***** RECORDS SUPPLIED *****
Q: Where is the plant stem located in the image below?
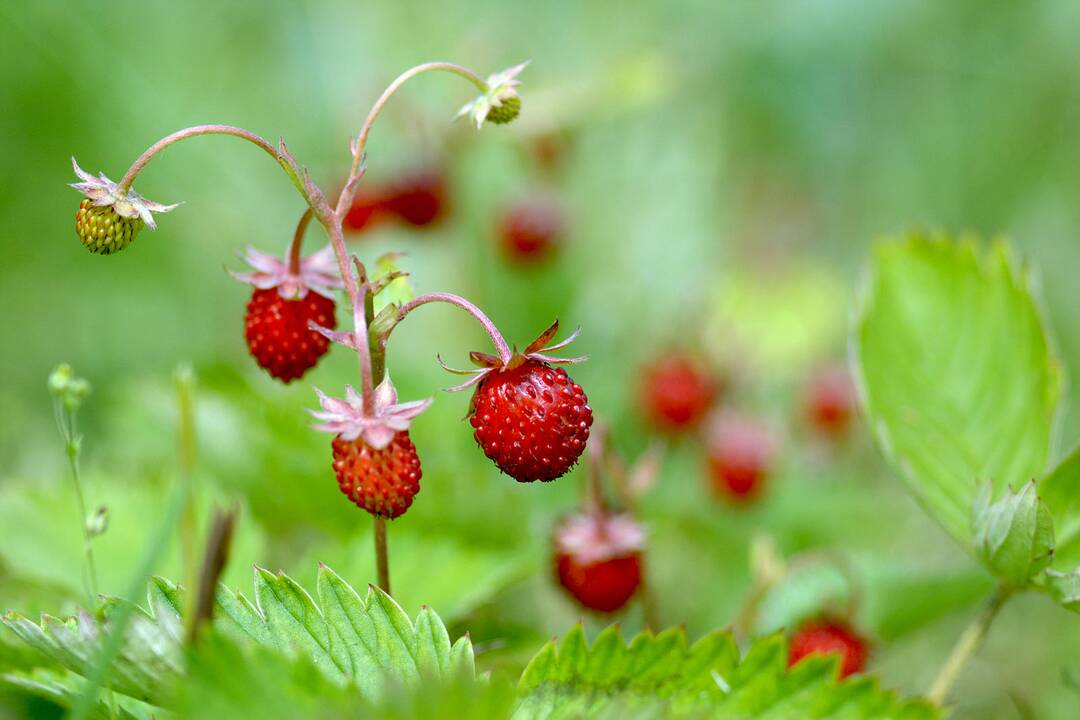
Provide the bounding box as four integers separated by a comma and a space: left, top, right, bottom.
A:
288, 208, 314, 274
334, 62, 488, 217
175, 367, 200, 639
62, 406, 98, 605
391, 292, 513, 364
927, 587, 1011, 706
117, 124, 281, 193
374, 517, 390, 594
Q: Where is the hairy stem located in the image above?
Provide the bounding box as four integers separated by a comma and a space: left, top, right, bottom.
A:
117, 124, 281, 193
334, 62, 488, 217
927, 587, 1011, 706
374, 518, 391, 594
392, 292, 513, 364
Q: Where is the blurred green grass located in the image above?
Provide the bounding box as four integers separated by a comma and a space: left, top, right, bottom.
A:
3, 1, 1080, 718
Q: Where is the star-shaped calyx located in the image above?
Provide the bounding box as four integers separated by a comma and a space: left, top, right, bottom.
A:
310, 374, 432, 449
457, 62, 527, 129
231, 244, 343, 300
438, 319, 586, 393
554, 511, 646, 565
70, 158, 178, 229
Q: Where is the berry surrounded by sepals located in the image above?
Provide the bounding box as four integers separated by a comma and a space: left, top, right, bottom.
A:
803, 364, 857, 438
788, 617, 870, 679
458, 62, 527, 129
498, 195, 565, 264
706, 412, 777, 503
439, 320, 593, 482
70, 158, 178, 255
554, 509, 645, 613
232, 244, 343, 383
640, 353, 719, 433
310, 374, 431, 519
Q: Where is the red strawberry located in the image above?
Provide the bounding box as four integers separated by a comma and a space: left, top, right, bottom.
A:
332, 430, 421, 518
804, 364, 856, 437
788, 619, 869, 679
382, 169, 447, 227
232, 245, 343, 383
498, 196, 564, 264
554, 511, 644, 612
245, 288, 336, 383
640, 355, 718, 433
441, 321, 591, 482
312, 377, 432, 518
706, 414, 776, 502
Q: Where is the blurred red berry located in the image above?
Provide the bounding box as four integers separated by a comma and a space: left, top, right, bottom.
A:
343, 192, 386, 233
244, 288, 336, 383
498, 197, 564, 263
554, 512, 644, 612
470, 359, 592, 482
527, 130, 572, 174
331, 430, 422, 519
706, 415, 776, 502
382, 168, 447, 227
640, 355, 718, 433
804, 364, 857, 437
788, 619, 869, 679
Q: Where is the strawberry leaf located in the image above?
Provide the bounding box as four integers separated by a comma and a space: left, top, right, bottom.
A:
853, 233, 1061, 547
0, 668, 154, 720
513, 625, 939, 719
1038, 443, 1080, 569
1, 565, 473, 707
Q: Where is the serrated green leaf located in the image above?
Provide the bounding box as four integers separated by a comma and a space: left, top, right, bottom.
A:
854, 233, 1060, 546
1, 565, 473, 708
972, 481, 1055, 587
513, 626, 938, 719
0, 668, 152, 720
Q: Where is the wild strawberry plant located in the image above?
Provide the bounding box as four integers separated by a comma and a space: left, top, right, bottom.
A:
11, 58, 1069, 720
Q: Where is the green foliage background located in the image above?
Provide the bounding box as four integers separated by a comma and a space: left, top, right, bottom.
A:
3, 1, 1080, 718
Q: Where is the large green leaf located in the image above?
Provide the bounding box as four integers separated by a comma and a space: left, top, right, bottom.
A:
853, 234, 1061, 546
1039, 444, 1080, 568
1, 565, 473, 707
513, 624, 938, 719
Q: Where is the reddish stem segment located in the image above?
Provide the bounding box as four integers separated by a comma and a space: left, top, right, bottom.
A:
334, 62, 488, 218
288, 208, 314, 275
394, 292, 513, 364
117, 124, 280, 193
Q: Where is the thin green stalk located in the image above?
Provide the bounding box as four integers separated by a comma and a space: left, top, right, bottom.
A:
361, 261, 392, 594
175, 366, 200, 640
927, 587, 1012, 706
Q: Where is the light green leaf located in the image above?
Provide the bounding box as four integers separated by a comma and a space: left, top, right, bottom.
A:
373, 252, 415, 313
513, 625, 938, 719
972, 481, 1055, 588
0, 668, 152, 720
854, 233, 1061, 546
1042, 568, 1080, 613
1, 565, 473, 707
1038, 444, 1080, 568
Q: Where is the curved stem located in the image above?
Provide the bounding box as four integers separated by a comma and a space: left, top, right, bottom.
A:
117, 125, 280, 193
288, 208, 314, 274
393, 292, 513, 364
334, 62, 488, 217
323, 217, 375, 412
927, 587, 1011, 706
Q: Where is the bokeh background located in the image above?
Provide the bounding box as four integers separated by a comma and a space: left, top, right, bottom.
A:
3, 1, 1080, 718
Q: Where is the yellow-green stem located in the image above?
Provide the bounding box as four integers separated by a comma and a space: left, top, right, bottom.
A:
927, 587, 1012, 706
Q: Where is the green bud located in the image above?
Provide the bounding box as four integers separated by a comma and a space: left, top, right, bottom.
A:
973, 480, 1055, 588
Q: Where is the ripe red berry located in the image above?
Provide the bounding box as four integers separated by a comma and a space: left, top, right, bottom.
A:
640, 355, 718, 433
804, 365, 857, 437
706, 415, 776, 502
330, 430, 422, 519
554, 512, 644, 612
497, 197, 564, 264
788, 619, 869, 679
470, 359, 592, 482
244, 288, 336, 383
382, 169, 447, 227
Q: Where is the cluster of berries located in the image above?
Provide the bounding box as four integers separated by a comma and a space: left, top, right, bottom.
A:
638, 352, 857, 503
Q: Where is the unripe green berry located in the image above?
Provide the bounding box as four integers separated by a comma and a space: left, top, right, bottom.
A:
486, 95, 521, 125
75, 198, 143, 255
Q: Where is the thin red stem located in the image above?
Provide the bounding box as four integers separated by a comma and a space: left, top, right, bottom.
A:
334, 62, 488, 218
288, 208, 314, 275
394, 292, 513, 364
117, 125, 280, 193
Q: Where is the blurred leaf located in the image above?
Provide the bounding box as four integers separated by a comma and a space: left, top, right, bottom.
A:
373, 253, 416, 313
1038, 444, 1080, 568
0, 669, 152, 720
512, 624, 938, 719
1042, 568, 1080, 614
854, 233, 1060, 546
972, 481, 1054, 588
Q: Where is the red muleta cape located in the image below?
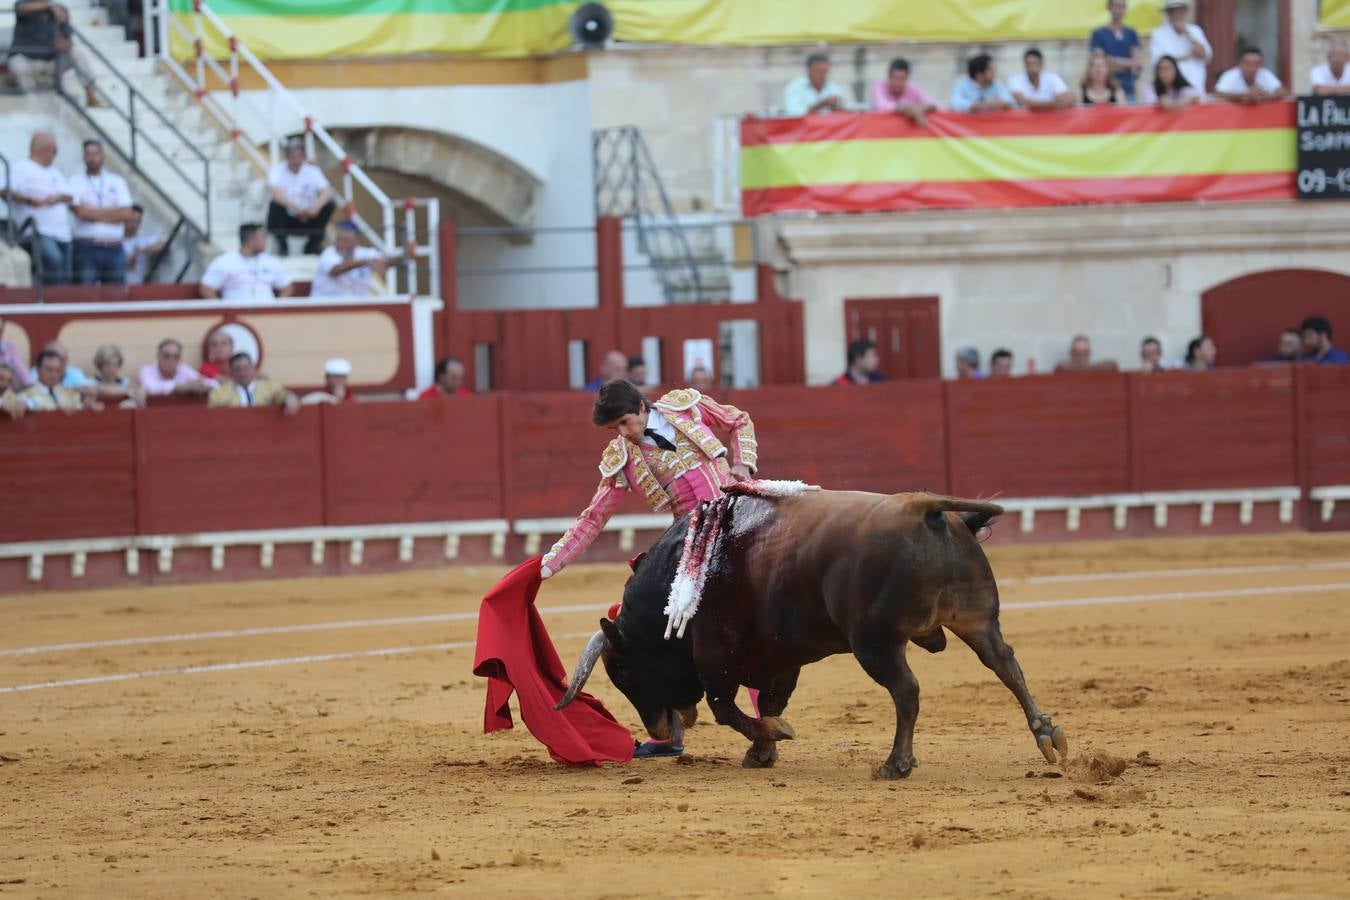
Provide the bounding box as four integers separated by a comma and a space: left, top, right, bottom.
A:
471, 556, 634, 767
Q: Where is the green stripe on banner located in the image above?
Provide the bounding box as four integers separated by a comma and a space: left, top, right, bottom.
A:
168, 0, 571, 15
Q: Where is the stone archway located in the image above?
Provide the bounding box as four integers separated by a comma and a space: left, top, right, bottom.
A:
1201, 269, 1350, 365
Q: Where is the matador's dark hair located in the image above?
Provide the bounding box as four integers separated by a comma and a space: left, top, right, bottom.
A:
592, 379, 647, 425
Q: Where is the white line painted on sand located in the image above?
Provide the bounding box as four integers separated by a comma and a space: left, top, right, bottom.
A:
1002, 560, 1350, 586
3, 582, 1348, 694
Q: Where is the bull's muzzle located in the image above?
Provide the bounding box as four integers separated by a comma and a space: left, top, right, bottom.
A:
554, 629, 610, 710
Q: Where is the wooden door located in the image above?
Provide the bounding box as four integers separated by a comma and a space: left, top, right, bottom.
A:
1201, 269, 1350, 365
844, 296, 940, 380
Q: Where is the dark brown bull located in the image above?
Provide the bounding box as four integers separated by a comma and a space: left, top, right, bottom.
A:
557, 489, 1068, 778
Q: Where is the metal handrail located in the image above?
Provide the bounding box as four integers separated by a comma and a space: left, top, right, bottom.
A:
13, 219, 46, 303
0, 150, 13, 248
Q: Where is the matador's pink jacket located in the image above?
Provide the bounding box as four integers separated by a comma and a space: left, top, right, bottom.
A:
542, 389, 758, 575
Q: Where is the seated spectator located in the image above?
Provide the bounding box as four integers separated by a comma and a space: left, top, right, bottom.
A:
*****
§ WORK ITEM
Retype the records above exactly, pictures omitted.

§ ANSWER FOR THE TASK
Q: Where is the plant stem located in the image below?
Provide the bounding box as four integers separated by a comma and a space: left, top, right, bottom.
A:
288, 208, 314, 274
334, 62, 488, 217
175, 367, 200, 639
62, 406, 98, 605
391, 292, 513, 364
927, 587, 1011, 706
117, 124, 281, 193
374, 517, 390, 594
Q: Where is the hairy stem located in the image above?
Provide the bounding box as four integers separated by a comma and a space: left, top, right, bottom.
A:
117, 124, 281, 193
334, 62, 488, 217
927, 587, 1011, 706
374, 518, 391, 594
392, 292, 513, 364
Q: Where is the blurred green grass located in the image above?
Provide the bounding box as four integers separated by a comma and a space: left, top, right, bottom.
A:
3, 1, 1080, 718
Q: Where is the star-shaped calyx located in the image above?
Provide the bounding box as four integers separated by a comma and a space: left, top, right, bottom.
A:
310, 374, 432, 449
457, 62, 527, 129
231, 244, 343, 300
438, 319, 586, 393
554, 511, 646, 565
70, 158, 178, 229
Q: Where is the berry surrounded by sepals located in the image above?
Provide the bounding box as four integers separated by a comma and a space: left, top, right, bottom.
A:
803, 364, 857, 438
788, 617, 870, 679
458, 62, 527, 129
498, 195, 565, 264
706, 412, 777, 503
439, 320, 593, 482
70, 158, 178, 255
554, 509, 645, 613
232, 244, 343, 383
640, 353, 719, 433
310, 374, 431, 519
Q: Where is the red strawberry located in the image above?
Provide the bounding box as four integers separated by a comma and a space: left, top, right, bottom.
A:
332, 430, 421, 518
804, 364, 856, 437
788, 619, 869, 679
382, 169, 447, 227
232, 245, 343, 383
498, 196, 564, 264
554, 511, 644, 612
245, 288, 336, 383
640, 355, 718, 433
441, 321, 591, 482
312, 377, 432, 518
706, 414, 776, 502
Q: Where is the blurred red berry located in the image above?
Provide the bounding box as four integers separated by a comma and a space: left, top, right, bottom.
A:
343, 192, 386, 233
244, 288, 336, 383
498, 197, 564, 263
554, 512, 644, 612
470, 359, 592, 482
527, 130, 572, 174
331, 430, 422, 519
706, 415, 776, 502
382, 168, 447, 227
640, 355, 718, 433
804, 364, 857, 437
788, 619, 869, 679
Q: Where is the strawberry leaf located in the image above?
Provide the bounding box as four integers separated by a comma and a space: left, top, right, bottom.
A:
853, 233, 1061, 547
0, 668, 154, 720
513, 625, 939, 719
1038, 443, 1080, 569
1, 565, 473, 707
Q: Where is the serrated green leaf located in the image above?
Provide the bounding box as four integers separated by a comma and a space: left, top, right, bottom.
A:
854, 233, 1060, 546
1, 565, 473, 708
972, 481, 1055, 587
513, 626, 938, 719
0, 668, 152, 720
Q: Where is the wild strawberry plant located in the image above?
Provide the bounding box as four integers separated by a comma and a space: left, top, right, bottom.
A:
11, 58, 1069, 720
Q: Where is the green foliage background located in the image above?
Provide the bounding box as four integers separated by a comma and a space: left, top, right, bottom.
A:
3, 1, 1080, 718
Q: Where is the large green leaf located in the image above?
Provide the bounding box as four integers separated by a comma and a space: left, top, right, bottom.
A:
853, 234, 1061, 546
1039, 444, 1080, 568
1, 565, 473, 707
513, 624, 938, 719
Q: Where is the reddish stem segment located in the image above?
Provide the bounding box as four integers separated by a comma and a space: left, top, right, bottom.
A:
334, 62, 488, 218
288, 208, 314, 275
394, 292, 513, 364
117, 124, 280, 193
Q: Where is the thin green stalk located in the image above?
Provide the bounding box as four integers separated by a comma and a space: left, top, right, bottom.
A:
361, 261, 392, 594
175, 366, 200, 640
927, 587, 1012, 706
Q: Where is the light green leaf located in the image above?
Provide the bounding box as four integers separated by a comma and a space: left, top, right, bottom.
A:
373, 252, 415, 313
513, 625, 938, 719
972, 481, 1055, 588
0, 668, 152, 720
854, 233, 1061, 546
1042, 568, 1080, 613
1, 565, 473, 707
1038, 444, 1080, 568
Q: Where is the curved stem located in the image above?
Provide the bounding box as four integers separated by a comma and a space: left, top, right, bottom.
A:
117, 125, 280, 193
288, 208, 314, 274
393, 292, 513, 364
334, 62, 488, 217
323, 217, 375, 412
927, 587, 1011, 706
Q: Where is the bokeh background located in the image above?
Provide the bounding box as four integers separated by a comma and a space: left, top, right, bottom.
A:
3, 1, 1080, 718
Q: Where is the yellow-green stem located in the image above?
Provide the bounding box as four integers separated by a comma and a space: left, top, right, bottom.
A:
927, 587, 1012, 706
Q: Where is the green bud located in the image above?
Provide the bounding box as four integers separated by a comma and a space: left, top, right, bottom.
A:
973, 480, 1055, 588
Q: Where is the ripe red berry located in the image above?
Provide the bounding box as four integers separated by a comma and a space: left, top, right, bottom.
A:
640, 355, 718, 433
804, 365, 857, 437
706, 415, 776, 502
330, 430, 422, 519
554, 512, 644, 612
497, 197, 564, 264
788, 619, 869, 679
470, 359, 592, 482
244, 288, 336, 383
382, 169, 447, 227
Q: Where is the cluster of berries located in the image above?
Provide the bounding box as four integers separated by a comma and a space: left, top, right, bottom.
A:
638, 352, 857, 503
Q: Where is the unripe green berry located in the image above?
Provide the bounding box as four integers separated by a comma and a space: left, top, right, bottom.
A:
486, 95, 521, 125
75, 198, 143, 255
Q: Where is the thin red stem located in the image above?
Provide the bounding box as four integers separated by a comma and a space: left, top, right, bottom.
A:
334, 62, 488, 218
288, 208, 314, 275
394, 292, 513, 364
117, 125, 280, 193
Q: Where is the blurred leaf located in the image above?
Provide the bounding box as four integers separated by a comma and a space: left, top, right, bottom.
A:
373, 253, 416, 313
1038, 444, 1080, 568
0, 669, 152, 720
512, 624, 938, 719
1042, 568, 1080, 614
854, 233, 1060, 546
972, 481, 1054, 588
Q: Where is the red muleta cape located in the image below?
Provide the bounding box as four integers separated by a comma and a space: left, top, right, bottom.
A:
471, 556, 634, 767
Q: Where is the green stripe on banner located in the image above?
Provide the bounding box as four integers separated by a comma and a space: left, top, right, bottom.
A:
168, 0, 571, 15
Q: Where is the stone archway located in the image above?
Provide the bounding box as four integers separated by a comma and a space: left, top, right, bottom.
A:
1201, 269, 1350, 365
Q: Where is the matador's dark hair located in the image above?
Provide the bounding box as four integers separated by a comma and a space: left, top, right, bottom.
A:
592, 379, 647, 425
Q: Where is the white line painted on sand located in the image above?
Provide the bounding box as four integers separated by a comma and a space: left, top, right, bottom.
A:
1002, 560, 1350, 586
3, 582, 1348, 694
Q: Where is the bull's muzzle located in the image above?
Provide the bounding box as four integers separated by a comma and a space: left, top, right, bottom.
A:
554, 629, 610, 710
Q: Where is the wooden door located in the image above?
Provide the bounding box as four integers separated by a comma and a space: left, top, right, bottom.
A:
1201, 269, 1350, 365
844, 296, 940, 380
Q: Where is the dark brown bull located in the image above?
Provide the bounding box as four integers separated by a comma and a space: left, top, right, bottom.
A:
557, 489, 1068, 778
Q: Where is the metal handrail located in the image above?
Provide the bounding box as four integers separated by a comma and a space: left, top, right, bottom.
A:
13, 219, 46, 303
0, 150, 13, 248
Q: Where is the matador's pink jacket located in the image above?
Provide the bounding box as four integers separated by a comma and a space: left, top, right, bottom.
A:
542, 389, 758, 575
Q: Where is the seated spectator located in the image above?
Provide the bounding box as four integers separated by a comma and a space: left, top, right, bottom.
A:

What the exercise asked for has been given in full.